▶ [Prompt]
Reproduce all the entries precisely.

Given data start

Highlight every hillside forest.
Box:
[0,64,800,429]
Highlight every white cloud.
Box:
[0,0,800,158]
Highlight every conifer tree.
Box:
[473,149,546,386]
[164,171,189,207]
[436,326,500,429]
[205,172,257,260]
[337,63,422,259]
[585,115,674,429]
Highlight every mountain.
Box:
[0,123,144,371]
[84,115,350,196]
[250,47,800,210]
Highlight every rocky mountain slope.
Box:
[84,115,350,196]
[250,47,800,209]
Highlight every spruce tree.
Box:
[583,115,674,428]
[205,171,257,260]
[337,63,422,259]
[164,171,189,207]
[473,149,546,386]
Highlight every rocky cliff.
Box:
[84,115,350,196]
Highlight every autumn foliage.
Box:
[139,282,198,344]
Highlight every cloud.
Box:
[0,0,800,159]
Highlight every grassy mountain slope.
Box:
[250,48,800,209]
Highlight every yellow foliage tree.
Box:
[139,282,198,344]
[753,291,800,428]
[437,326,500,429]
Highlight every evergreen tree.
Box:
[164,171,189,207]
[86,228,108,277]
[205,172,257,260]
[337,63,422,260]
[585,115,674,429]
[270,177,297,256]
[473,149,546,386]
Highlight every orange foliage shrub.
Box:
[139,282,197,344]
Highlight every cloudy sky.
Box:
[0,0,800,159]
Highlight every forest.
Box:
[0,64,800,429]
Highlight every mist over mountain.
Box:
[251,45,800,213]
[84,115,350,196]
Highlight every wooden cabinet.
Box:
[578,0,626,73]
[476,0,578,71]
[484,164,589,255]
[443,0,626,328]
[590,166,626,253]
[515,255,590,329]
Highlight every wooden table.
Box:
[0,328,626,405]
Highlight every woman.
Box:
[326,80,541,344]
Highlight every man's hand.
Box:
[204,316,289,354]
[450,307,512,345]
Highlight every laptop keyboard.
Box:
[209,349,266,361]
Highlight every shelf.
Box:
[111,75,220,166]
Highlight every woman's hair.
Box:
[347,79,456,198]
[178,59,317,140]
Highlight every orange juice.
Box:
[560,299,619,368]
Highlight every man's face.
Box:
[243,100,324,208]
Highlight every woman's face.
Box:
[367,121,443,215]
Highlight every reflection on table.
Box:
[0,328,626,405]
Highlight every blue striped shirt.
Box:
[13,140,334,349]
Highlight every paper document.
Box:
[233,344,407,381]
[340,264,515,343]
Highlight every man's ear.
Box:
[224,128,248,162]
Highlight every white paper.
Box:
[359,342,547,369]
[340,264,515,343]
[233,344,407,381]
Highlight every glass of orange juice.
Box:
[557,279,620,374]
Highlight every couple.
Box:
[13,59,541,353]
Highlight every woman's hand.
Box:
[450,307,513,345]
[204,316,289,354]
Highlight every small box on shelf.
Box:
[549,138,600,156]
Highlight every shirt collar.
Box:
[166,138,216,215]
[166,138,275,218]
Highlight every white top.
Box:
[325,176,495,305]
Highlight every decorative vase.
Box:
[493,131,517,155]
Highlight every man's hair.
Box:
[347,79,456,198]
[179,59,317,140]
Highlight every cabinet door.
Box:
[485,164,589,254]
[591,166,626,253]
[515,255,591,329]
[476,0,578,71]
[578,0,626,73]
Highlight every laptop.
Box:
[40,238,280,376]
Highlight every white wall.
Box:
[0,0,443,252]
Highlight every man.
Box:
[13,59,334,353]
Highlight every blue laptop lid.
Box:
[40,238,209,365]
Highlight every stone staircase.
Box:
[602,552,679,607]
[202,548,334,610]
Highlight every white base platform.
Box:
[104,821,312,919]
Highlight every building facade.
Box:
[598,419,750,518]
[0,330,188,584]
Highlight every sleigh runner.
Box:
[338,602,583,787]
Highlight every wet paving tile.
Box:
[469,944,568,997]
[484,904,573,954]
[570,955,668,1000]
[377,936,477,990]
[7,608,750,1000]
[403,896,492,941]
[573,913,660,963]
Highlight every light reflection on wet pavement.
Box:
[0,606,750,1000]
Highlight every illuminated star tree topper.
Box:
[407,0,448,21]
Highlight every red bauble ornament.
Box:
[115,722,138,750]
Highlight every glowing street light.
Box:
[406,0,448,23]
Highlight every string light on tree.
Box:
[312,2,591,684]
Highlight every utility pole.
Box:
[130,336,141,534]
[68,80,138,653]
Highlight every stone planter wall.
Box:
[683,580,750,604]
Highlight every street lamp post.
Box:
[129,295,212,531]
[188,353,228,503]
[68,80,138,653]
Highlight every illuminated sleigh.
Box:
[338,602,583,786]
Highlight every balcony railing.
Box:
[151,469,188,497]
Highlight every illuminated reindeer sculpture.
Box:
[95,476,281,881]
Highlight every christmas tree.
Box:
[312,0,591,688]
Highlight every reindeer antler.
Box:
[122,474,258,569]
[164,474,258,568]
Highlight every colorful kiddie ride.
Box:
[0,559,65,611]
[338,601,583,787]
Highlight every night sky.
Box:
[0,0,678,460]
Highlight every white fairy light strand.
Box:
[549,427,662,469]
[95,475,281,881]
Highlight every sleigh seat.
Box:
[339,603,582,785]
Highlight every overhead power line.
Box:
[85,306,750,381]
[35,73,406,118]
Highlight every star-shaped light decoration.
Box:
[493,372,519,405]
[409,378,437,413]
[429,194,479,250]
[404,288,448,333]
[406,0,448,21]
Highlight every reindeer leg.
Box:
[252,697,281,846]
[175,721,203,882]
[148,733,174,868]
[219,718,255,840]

Given data end

▶ [The reply]
Highlight every hillside forest.
Box:
[0,64,800,429]
Highlight every white cloud.
Box:
[0,0,800,158]
Highlight every conifer tree.
Box:
[473,149,546,386]
[164,171,189,207]
[436,326,500,429]
[205,172,257,260]
[337,63,422,259]
[585,115,674,429]
Highlight every mountain.
Box:
[0,123,144,371]
[84,115,350,196]
[250,47,800,210]
Highlight every rocky mountain slope.
Box:
[84,115,350,196]
[250,47,800,209]
Highlight every spruce tree.
Box:
[583,115,674,428]
[205,171,257,260]
[337,63,422,259]
[164,171,189,207]
[473,149,546,386]
Highlight every rocky cliff.
Box:
[84,115,350,196]
Highlight every autumn foliage.
Box:
[139,282,198,344]
Highlight every cloud.
Box:
[0,0,800,159]
Highlight every grassy mountain slope.
Box:
[250,48,800,209]
Highlight every yellow foliage tree.
Box:
[139,282,198,344]
[753,291,800,428]
[437,326,500,429]
Highlight every evergreen tree.
Box:
[164,171,189,207]
[86,228,108,277]
[205,172,257,260]
[337,63,422,260]
[585,115,674,429]
[270,177,297,256]
[473,149,546,386]
Highlight every orange foliage shrub.
Box:
[139,282,197,344]
Highlight every cloudy sky.
Box:
[0,0,800,159]
Highlight every forest.
Box:
[0,64,800,429]
Highlight every mist over mountain.
Box:
[251,45,800,213]
[84,115,350,196]
Highlight every wooden cabinet.
Box:
[578,0,626,73]
[476,0,578,71]
[484,164,589,255]
[443,0,626,328]
[590,166,626,253]
[515,255,590,329]
Highlight every wooden table.
Box:
[0,328,626,405]
Highlight every woman.
Box:
[326,80,541,344]
Highlight every man's hand.
Box:
[204,316,289,354]
[450,307,512,345]
Highlight every laptop keyboard.
Box:
[209,349,266,361]
Highlight every shelf.
Box:
[111,75,220,166]
Highlight every woman's hair.
Box:
[347,79,456,198]
[178,59,317,140]
Highlight every orange juice.
Box:
[560,299,619,368]
Highlight every man's face.
Box:
[243,100,324,208]
Highlight every woman's face.
Box:
[367,121,443,215]
Highlight every reflection on table.
Box:
[0,328,626,405]
Highlight every blue striped shirt.
Box:
[13,140,334,349]
Highlight every paper document.
Box:
[233,344,407,381]
[340,264,515,343]
Highlight every man's ear.
Box:
[224,128,248,162]
Highlight every white paper.
Box:
[359,342,547,369]
[340,264,515,343]
[233,344,407,381]
Highlight every glass of orange juice.
Box:
[557,279,620,374]
Highlight every couple.
Box:
[13,59,541,353]
Highlight every woman's hand.
Box:
[450,307,513,345]
[204,316,289,354]
Highlight every small box on shelf.
Box:
[549,138,600,156]
Highlight every shirt collar.
Box:
[166,138,216,215]
[166,138,275,218]
Highlight every white top.
Box:
[325,176,495,305]
Highlight every decorative vase.
Box:
[493,131,517,155]
Highlight every man's hair.
Box:
[347,79,456,198]
[179,59,317,140]
Highlight every cabinet door.
Box:
[485,164,589,254]
[591,166,626,253]
[515,255,591,329]
[476,0,578,71]
[578,0,626,73]
Highlight every laptop.
Box:
[40,238,280,376]
Highlight every white wall.
Box:
[0,0,443,252]
Highlight every man.
Box:
[13,59,334,353]
Highlight every blue laptop lid.
Box:
[40,238,209,365]
Highlight every stone staircase.
Box:
[602,552,679,607]
[202,548,334,610]
Highlight every white base platform.
Box:
[104,821,312,919]
Highlight every building facade.
Box:
[598,419,750,518]
[0,330,188,584]
Highlight every sleigh runner.
Box:
[338,602,583,787]
Highlight every wet paving tile.
Box:
[469,944,568,997]
[484,904,573,954]
[570,955,668,1000]
[377,936,477,990]
[7,608,750,1000]
[403,896,492,941]
[573,913,660,963]
Highlight every light reflection on wet pavement.
Box:
[0,606,750,1000]
Highlight every illuminated star tree topper.
Box:
[407,0,448,21]
Highlight every red bauble ornament.
Box:
[115,722,138,750]
Highlight every glowing street light.
Box:
[406,0,448,23]
Highlight every string light on tree.
Box:
[312,2,591,684]
Highlight every utility pole.
Box:
[130,336,141,534]
[68,80,138,653]
Highlight every stone planter wall.
Box:
[683,580,750,604]
Highlight every street lamp post.
Box:
[129,295,212,531]
[188,353,228,503]
[68,80,138,653]
Highlight every illuminated sleigh.
Box:
[338,602,583,786]
Highlight every balcony railing.
Box:
[151,469,188,497]
Highlight every illuminated reindeer sculpture.
Box:
[95,476,281,881]
Highlight every christmas tree.
Box:
[312,0,591,688]
Highlight every reindeer antler.
Box:
[122,474,258,569]
[164,474,258,568]
Highlight every colorful kiddie ride.
Box:
[0,559,65,611]
[338,601,583,787]
Highlight every night sky.
Box:
[0,0,678,460]
Highlight every white fairy light strand.
Box:
[549,427,662,469]
[95,475,281,881]
Highlight every sleigh seat.
Box:
[339,603,582,785]
Highlight every overhead power line.
Box:
[85,306,750,381]
[35,73,406,118]
Highlight every star-shaped light decoration.
Box:
[493,372,519,405]
[409,378,437,413]
[429,194,479,250]
[404,288,448,333]
[406,0,448,21]
Highlight every reindeer leg.
Box:
[252,697,281,846]
[175,721,203,882]
[148,733,174,868]
[219,718,255,840]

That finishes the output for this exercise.